_Exercise directions_
Down to the last line, repeat the entries exactly.

_Task material_
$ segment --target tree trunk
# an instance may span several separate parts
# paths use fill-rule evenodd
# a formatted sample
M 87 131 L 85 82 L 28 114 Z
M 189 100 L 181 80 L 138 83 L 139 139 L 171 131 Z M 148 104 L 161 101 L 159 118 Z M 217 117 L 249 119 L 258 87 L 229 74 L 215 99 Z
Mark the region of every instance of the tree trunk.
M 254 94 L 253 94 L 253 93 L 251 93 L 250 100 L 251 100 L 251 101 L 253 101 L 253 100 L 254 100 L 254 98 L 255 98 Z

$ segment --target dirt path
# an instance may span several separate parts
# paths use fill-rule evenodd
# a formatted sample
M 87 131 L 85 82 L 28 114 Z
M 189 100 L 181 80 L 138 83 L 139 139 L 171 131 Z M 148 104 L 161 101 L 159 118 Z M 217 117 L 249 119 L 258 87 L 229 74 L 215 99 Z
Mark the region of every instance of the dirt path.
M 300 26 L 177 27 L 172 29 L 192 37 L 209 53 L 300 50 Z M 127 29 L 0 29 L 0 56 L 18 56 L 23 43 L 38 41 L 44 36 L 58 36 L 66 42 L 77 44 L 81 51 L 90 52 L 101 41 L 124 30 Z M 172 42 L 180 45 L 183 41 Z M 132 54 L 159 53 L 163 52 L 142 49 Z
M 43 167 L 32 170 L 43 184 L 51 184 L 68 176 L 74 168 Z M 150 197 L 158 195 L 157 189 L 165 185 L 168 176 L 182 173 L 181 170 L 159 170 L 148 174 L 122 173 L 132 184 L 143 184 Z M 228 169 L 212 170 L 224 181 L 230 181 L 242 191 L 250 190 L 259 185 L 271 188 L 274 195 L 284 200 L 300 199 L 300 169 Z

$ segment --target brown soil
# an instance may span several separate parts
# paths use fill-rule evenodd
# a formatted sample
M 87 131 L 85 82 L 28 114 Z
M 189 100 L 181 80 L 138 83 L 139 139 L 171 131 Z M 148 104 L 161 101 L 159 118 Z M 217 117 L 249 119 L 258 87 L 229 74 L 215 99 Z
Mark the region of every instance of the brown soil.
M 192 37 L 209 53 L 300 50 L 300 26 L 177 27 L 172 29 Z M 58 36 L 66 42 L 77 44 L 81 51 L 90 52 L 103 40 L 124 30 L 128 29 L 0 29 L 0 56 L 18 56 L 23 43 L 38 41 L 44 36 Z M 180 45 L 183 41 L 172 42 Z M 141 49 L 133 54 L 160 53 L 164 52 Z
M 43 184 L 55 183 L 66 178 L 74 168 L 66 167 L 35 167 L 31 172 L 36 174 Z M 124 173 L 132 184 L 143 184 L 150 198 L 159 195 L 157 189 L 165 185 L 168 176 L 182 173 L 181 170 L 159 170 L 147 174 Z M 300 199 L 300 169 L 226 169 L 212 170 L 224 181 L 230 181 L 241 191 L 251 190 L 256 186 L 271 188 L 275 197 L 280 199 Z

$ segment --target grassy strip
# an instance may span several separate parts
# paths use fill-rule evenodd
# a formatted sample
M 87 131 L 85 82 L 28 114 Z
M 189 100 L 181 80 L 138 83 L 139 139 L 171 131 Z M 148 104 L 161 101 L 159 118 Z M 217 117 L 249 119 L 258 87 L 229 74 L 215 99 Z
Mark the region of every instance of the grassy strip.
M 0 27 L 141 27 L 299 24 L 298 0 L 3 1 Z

_Answer to this exercise_
$ segment --target tree trunk
# an instance may span several separate parts
# paths use fill-rule evenodd
# a formatted sample
M 87 131 L 85 82 L 28 114 Z
M 189 100 L 181 80 L 138 83 L 139 139 L 171 131 Z M 148 104 L 161 101 L 159 118 Z M 217 117 L 249 119 L 258 87 L 229 74 L 215 99 Z
Mark the region of every instance of the tree trunk.
M 254 94 L 253 94 L 253 93 L 251 93 L 250 100 L 251 100 L 251 101 L 253 101 L 253 100 L 254 100 L 254 98 L 255 98 Z

$ segment --target dirt path
# an instance may span several separate parts
# paths use fill-rule evenodd
# a formatted sample
M 87 131 L 85 82 L 28 114 Z
M 189 100 L 181 80 L 138 83 L 139 139 L 171 131 Z M 148 104 L 161 101 L 159 118 Z M 217 117 L 249 119 L 258 87 L 229 74 L 215 99 Z
Mark the region of every instance of the dirt path.
M 300 26 L 177 27 L 172 29 L 192 37 L 209 53 L 300 50 Z M 127 29 L 0 29 L 0 56 L 18 56 L 23 43 L 38 41 L 44 36 L 58 36 L 66 42 L 77 44 L 81 51 L 90 52 L 101 41 L 124 30 Z M 172 42 L 180 45 L 183 41 Z M 132 54 L 159 53 L 163 52 L 142 49 Z
M 43 167 L 32 170 L 43 184 L 51 184 L 68 176 L 74 168 Z M 150 197 L 158 195 L 157 189 L 165 185 L 168 176 L 182 173 L 181 170 L 159 170 L 148 174 L 122 173 L 132 184 L 143 184 Z M 228 169 L 212 170 L 224 181 L 230 181 L 242 191 L 250 190 L 259 185 L 271 188 L 274 195 L 284 200 L 300 199 L 300 169 Z

$ segment --target brown soil
# an instance may span several separate parts
# paths use fill-rule evenodd
# a formatted sample
M 87 131 L 85 82 L 28 114 Z
M 189 100 L 181 80 L 138 83 L 139 139 L 171 131 Z M 148 104 L 161 101 L 159 118 Z M 217 117 L 249 119 L 258 87 L 229 74 L 215 99 Z
Mark the region of every instance of the brown soil.
M 192 37 L 209 53 L 300 50 L 300 26 L 177 27 L 172 29 Z M 58 36 L 66 42 L 77 44 L 81 51 L 90 52 L 103 40 L 124 30 L 128 29 L 0 29 L 0 56 L 18 56 L 23 43 L 38 41 L 44 36 Z M 180 45 L 183 41 L 172 42 Z M 141 49 L 133 54 L 160 53 L 164 52 Z
M 43 184 L 55 183 L 66 178 L 74 168 L 66 167 L 35 167 L 31 172 L 36 174 Z M 124 173 L 132 184 L 143 184 L 150 198 L 159 195 L 157 189 L 165 185 L 168 176 L 182 173 L 181 170 L 159 170 L 147 174 Z M 300 199 L 300 169 L 226 169 L 212 170 L 224 181 L 230 181 L 241 191 L 251 190 L 256 186 L 271 188 L 275 197 L 280 199 Z

$ segment --target grassy strip
# an instance may span several separate parts
# paths use fill-rule evenodd
# a formatted sample
M 87 131 L 85 82 L 28 114 Z
M 189 100 L 181 80 L 138 83 L 139 139 L 171 131 Z M 148 104 L 161 101 L 159 118 Z M 217 117 L 249 119 L 258 87 L 229 74 L 215 99 Z
Mark the region of every instance of the grassy strip.
M 0 27 L 141 27 L 299 24 L 298 0 L 3 1 Z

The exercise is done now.